▶ **YOUR GOAL**
Render the lines starting at the one containing "Provide an outline for every instance of the gray" and ending at the one containing "Now the gray", both included, as a JSON list of strings with one string per line and blank lines omitted.

===== RECORDS FOR PROCESSING

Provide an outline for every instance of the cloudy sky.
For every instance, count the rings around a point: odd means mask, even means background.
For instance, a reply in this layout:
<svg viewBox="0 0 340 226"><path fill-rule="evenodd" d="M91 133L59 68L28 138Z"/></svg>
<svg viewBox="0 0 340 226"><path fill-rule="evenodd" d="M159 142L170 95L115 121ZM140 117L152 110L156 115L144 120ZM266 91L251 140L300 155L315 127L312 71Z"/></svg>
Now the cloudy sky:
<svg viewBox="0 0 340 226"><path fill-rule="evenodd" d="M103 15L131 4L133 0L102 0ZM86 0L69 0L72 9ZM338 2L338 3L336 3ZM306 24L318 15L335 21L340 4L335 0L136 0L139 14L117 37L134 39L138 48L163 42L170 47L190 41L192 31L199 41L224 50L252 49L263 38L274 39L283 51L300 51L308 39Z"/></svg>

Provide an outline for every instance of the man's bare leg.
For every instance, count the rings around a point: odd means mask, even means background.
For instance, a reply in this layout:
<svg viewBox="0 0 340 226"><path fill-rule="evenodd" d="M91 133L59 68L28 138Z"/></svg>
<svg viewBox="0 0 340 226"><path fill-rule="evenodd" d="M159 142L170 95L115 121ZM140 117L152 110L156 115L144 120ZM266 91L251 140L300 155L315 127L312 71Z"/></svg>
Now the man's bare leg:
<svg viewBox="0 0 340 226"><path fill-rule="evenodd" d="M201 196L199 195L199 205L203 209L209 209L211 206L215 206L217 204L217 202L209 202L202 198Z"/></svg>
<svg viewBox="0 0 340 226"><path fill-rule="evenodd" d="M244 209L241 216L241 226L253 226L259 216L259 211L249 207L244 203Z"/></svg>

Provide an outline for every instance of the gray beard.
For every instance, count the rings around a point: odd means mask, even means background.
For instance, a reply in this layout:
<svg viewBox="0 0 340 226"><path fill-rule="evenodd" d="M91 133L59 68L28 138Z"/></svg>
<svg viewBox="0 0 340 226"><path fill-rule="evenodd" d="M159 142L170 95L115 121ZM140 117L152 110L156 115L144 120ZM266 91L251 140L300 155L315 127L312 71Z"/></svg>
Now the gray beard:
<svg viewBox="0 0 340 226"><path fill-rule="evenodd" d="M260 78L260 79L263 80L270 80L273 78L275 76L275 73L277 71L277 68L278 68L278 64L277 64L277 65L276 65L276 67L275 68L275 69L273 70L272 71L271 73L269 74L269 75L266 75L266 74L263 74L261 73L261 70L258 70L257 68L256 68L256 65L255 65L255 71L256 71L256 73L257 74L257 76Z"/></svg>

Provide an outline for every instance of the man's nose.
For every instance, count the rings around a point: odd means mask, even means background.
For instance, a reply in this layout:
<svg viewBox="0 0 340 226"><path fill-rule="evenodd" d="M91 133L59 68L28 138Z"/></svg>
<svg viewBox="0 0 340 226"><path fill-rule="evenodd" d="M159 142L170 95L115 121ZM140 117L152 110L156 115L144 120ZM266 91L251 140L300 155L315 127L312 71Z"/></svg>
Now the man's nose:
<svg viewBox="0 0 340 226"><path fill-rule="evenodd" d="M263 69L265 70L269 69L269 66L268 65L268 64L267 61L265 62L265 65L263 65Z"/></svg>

==========
===== RECORDS FOR PROCESSING

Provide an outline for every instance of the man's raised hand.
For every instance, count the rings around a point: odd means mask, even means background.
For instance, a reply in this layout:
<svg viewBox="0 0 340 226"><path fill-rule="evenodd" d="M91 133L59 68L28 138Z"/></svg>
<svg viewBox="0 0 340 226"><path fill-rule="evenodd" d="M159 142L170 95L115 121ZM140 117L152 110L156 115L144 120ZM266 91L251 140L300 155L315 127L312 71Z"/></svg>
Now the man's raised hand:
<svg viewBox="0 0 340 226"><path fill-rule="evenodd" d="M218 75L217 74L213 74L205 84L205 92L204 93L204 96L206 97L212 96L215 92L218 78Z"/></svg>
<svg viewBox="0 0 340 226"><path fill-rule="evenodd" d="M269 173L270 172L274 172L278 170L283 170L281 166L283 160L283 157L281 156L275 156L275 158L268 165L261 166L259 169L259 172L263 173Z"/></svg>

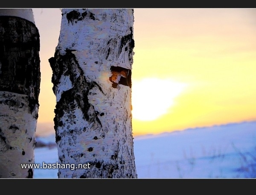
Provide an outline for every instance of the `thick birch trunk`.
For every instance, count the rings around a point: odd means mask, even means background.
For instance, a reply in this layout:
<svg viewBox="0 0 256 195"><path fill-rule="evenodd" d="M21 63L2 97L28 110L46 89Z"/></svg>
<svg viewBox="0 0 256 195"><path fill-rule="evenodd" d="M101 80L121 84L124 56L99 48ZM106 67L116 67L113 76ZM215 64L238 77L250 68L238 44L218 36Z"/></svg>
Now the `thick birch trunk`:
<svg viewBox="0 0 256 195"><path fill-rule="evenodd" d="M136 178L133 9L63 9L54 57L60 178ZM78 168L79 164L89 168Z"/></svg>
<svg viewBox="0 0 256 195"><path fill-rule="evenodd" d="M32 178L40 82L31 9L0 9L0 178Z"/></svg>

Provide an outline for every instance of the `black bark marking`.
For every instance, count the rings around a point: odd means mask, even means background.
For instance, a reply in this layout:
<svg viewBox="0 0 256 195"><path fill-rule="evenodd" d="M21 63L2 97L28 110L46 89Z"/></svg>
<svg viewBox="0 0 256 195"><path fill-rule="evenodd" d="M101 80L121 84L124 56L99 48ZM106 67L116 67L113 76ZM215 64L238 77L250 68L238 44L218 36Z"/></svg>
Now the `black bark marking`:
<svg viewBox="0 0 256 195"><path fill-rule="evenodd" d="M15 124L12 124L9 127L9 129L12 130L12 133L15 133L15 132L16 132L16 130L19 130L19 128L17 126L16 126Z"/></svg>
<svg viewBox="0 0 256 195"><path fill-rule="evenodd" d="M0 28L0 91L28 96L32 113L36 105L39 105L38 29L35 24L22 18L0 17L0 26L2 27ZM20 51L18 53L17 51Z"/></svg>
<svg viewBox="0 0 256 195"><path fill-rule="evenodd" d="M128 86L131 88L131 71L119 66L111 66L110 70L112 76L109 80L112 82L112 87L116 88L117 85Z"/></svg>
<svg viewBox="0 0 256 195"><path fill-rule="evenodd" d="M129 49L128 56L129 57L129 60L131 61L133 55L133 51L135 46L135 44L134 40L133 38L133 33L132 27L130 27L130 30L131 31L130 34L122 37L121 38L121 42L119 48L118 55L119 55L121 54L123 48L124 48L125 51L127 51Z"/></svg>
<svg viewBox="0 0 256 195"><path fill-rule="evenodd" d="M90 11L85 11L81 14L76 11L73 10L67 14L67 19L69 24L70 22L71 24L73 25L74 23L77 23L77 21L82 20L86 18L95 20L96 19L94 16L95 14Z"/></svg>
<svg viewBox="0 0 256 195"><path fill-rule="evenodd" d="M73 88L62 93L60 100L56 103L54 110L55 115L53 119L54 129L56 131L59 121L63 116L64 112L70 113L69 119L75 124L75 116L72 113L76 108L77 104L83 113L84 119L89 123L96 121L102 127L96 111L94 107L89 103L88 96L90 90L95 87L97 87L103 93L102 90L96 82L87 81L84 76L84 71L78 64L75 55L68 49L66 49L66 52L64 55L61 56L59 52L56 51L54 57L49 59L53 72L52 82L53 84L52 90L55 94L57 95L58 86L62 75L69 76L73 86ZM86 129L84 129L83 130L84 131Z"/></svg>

==========

▶ **THE RESULT**
[
  "Provide an outline for every instance of the gray beard.",
  "For every instance, count the rings around a point: odd means mask, even means background.",
  "For instance, a reply in this layout:",
  "<svg viewBox=\"0 0 340 226\"><path fill-rule=\"evenodd\" d=\"M91 133L59 68L28 138Z\"/></svg>",
  "<svg viewBox=\"0 0 340 226\"><path fill-rule=\"evenodd\" d=\"M159 142L170 95L115 121ZM140 117L152 110L156 115L144 120ZM266 91L251 140L300 155L315 127L312 71Z\"/></svg>",
  "Now the gray beard:"
]